#### Stated exercise
Copy every line of the material below word for word, leaving nothing out and changing nothing.

Start of Data lines

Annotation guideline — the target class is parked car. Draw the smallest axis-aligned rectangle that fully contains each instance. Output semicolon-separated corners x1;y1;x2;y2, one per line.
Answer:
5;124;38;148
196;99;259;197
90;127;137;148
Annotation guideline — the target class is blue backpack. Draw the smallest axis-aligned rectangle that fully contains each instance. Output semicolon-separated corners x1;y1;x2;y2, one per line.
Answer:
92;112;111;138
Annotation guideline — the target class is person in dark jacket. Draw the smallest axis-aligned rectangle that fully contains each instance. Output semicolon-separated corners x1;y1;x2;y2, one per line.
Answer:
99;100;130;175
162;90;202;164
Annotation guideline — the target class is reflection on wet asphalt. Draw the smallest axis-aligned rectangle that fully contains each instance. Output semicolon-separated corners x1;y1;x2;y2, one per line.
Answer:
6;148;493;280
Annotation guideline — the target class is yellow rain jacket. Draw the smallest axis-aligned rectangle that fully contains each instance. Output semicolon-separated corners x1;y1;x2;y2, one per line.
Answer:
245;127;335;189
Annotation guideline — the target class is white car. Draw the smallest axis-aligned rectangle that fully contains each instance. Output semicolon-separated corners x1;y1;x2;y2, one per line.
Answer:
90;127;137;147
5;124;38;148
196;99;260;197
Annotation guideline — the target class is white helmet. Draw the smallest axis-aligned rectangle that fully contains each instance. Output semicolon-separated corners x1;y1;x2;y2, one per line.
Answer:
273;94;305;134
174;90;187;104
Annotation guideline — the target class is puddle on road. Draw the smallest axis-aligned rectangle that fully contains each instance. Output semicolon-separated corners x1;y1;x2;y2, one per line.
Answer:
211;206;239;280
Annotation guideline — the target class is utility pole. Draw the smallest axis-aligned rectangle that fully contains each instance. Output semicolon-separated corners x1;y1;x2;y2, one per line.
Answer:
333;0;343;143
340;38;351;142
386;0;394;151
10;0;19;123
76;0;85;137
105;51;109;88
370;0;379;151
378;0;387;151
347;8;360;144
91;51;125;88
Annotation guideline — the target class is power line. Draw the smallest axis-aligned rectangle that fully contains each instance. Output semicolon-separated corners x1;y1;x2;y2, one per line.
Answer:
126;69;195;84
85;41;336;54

End of Data lines

#### The completed task
Annotation guideline — the target class is parked car. Draw the smallest axis-aligned rectangle that fully contains each instance. Output semicolon-separated corners x1;y1;x2;y2, one per line.
Answer:
5;124;38;148
196;99;259;197
90;127;137;148
Annotation guideline — the target class is blue backpack. Draw the smallest axis-aligned rectangle that fully contains each instance. Output semicolon-separated corners x1;y1;x2;y2, one per line.
Answer:
92;112;111;138
Annotation guideline — the target class is person in dark jacket. Draw the smallest axis-aligned rectangle that fully contains each instance. Output semicolon-separated corners x1;y1;x2;y2, one per line.
Answer:
99;100;130;175
162;90;202;164
Annotation guideline — the target class is reflection on wet asphalt. Draw the smallest axis-aligned rectangle that fully contains each instance. Output semicolon-separated corners x1;y1;x2;y2, one per line.
Answer:
6;148;493;280
Annotation guideline — the target class is yellow rain jacket. Draw the smallest axis-aligned rectangle that fully contains each instance. Output semicolon-separated corners x1;y1;x2;y2, one per line.
Answer:
245;127;335;189
Annotation guideline — the target class is white car. Draw the smallest axis-aligned rectangle that fully contains each instance. Output semicolon-separated corners x1;y1;x2;y2, one per line.
Answer:
90;127;137;147
5;124;38;148
196;99;260;197
Annotation guideline — the target class is white helmet. Draw the smallest axis-aligned rectangle that fully contains each instance. Output semicolon-separated corners x1;y1;x2;y2, one per line.
Answer:
273;94;305;134
174;90;187;104
Annotation guideline — the target class is puddle on road. Draw the smallest axis-aligned rectangle that fully contains each instance. Output semicolon-separated corners x1;y1;x2;y2, one per line.
Answer:
211;206;239;280
Annotation guideline — the target class is utility pole. Draw the smallest axis-aligned rectangle that fully contains each instance. Output semicolon-separated corners x1;y1;x2;y2, one per line.
Answer:
333;0;343;143
340;38;351;142
386;0;394;151
10;0;19;123
76;0;85;137
105;51;109;88
370;0;379;151
378;0;387;151
347;8;360;144
91;51;125;88
Annotation guideline — the target class is power line. Draw the smallest axis-aligned rectangle that fully contains each instance. Output semicolon-separated corners x1;y1;x2;y2, one per line.
Answer:
126;69;195;84
85;41;336;54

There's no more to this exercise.